YOUR TASK: A full, exact copy of the records below is the required answer.

Start of WORKING DATA

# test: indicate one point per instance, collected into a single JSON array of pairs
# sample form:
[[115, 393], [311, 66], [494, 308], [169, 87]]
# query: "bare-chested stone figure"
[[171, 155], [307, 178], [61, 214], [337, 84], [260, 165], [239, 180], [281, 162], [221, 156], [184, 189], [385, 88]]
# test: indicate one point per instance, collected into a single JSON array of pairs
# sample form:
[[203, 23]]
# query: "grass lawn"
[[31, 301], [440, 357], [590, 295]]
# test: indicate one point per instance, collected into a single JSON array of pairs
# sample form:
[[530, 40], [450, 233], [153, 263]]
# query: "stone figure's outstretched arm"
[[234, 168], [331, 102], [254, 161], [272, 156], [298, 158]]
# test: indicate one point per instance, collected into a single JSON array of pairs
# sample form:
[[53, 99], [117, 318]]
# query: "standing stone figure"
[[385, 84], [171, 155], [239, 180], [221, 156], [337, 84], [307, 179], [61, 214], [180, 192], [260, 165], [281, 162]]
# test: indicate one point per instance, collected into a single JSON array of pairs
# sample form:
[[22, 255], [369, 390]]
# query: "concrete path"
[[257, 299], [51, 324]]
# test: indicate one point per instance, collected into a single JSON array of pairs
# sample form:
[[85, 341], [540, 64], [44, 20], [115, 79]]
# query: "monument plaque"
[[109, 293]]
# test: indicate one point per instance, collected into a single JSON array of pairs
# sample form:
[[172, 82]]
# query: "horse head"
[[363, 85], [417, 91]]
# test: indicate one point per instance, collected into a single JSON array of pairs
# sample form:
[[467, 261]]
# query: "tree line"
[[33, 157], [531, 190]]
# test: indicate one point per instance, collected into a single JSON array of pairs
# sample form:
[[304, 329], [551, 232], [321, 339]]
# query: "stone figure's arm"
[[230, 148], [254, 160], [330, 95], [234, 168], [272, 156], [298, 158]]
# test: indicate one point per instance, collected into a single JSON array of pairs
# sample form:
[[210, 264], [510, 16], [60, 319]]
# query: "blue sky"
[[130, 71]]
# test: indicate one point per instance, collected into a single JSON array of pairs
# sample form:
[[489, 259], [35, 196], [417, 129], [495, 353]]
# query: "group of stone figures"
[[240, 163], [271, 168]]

End of WORKING DATA

ANSWER SPACE:
# test: indicate one point per instance, collected into a single JSON array of pairs
# sample form:
[[115, 393], [311, 66], [494, 308], [169, 87]]
# query: "bare-chested stone figure"
[[171, 155], [307, 178], [61, 214], [337, 84], [260, 165], [239, 180], [281, 162], [221, 156], [184, 189], [385, 88]]
# test: indicate one point per instance, collected into a single JSON array of pairs
# sample form:
[[203, 23]]
# query: "grass lawn"
[[31, 301], [440, 357], [590, 295]]
# test: indicate one point per instance, collected into a single JSON array of pairs
# sample form:
[[530, 40], [450, 233], [153, 263]]
# query: "stone figure's outstretched arm"
[[234, 168], [331, 102], [254, 161], [272, 156], [298, 158]]
# test: indicate one point per instance, collected into a single JSON array of pairs
# sample form:
[[53, 99], [117, 318]]
# query: "standing stone figure"
[[385, 84], [171, 155], [239, 180], [221, 156], [337, 84], [307, 179], [61, 214], [180, 192], [260, 165], [281, 162]]
# test: indicate one point per instance, collected into a single JSON array of pairs
# sample form:
[[22, 255], [369, 390]]
# query: "concrete path"
[[257, 299], [51, 324]]
# test: indicate one point per instance, collected into a single JSON array of pairs
# sample form:
[[85, 341], [540, 64], [44, 20], [115, 79]]
# query: "monument plaque"
[[109, 293]]
# test: indicate one point per instance, collected into a single JSON array of pairs
# sample form:
[[172, 82]]
# query: "horse head"
[[363, 85], [417, 91]]
# test: indicate one point per instance, collected into a single JSON array of pairs
# sample form:
[[467, 261]]
# query: "tree line"
[[33, 157], [531, 190]]
# test: indicate one point per instance, collected into a single JSON array of pairs
# sample form:
[[304, 329], [551, 232], [321, 339]]
# query: "stone figure's arm"
[[230, 148], [254, 160], [330, 95], [234, 168], [272, 156], [298, 158]]
# test: indicate one point per instance, collected into a single JSON array of pairs
# sample form:
[[210, 264], [510, 16], [60, 319]]
# query: "blue sky"
[[130, 71]]
# test: indicate one point per instance, collected into a single JSON array of pairs
# sample form:
[[489, 259], [35, 196], [417, 129], [495, 353]]
# query: "group of stone figures"
[[240, 163], [271, 168]]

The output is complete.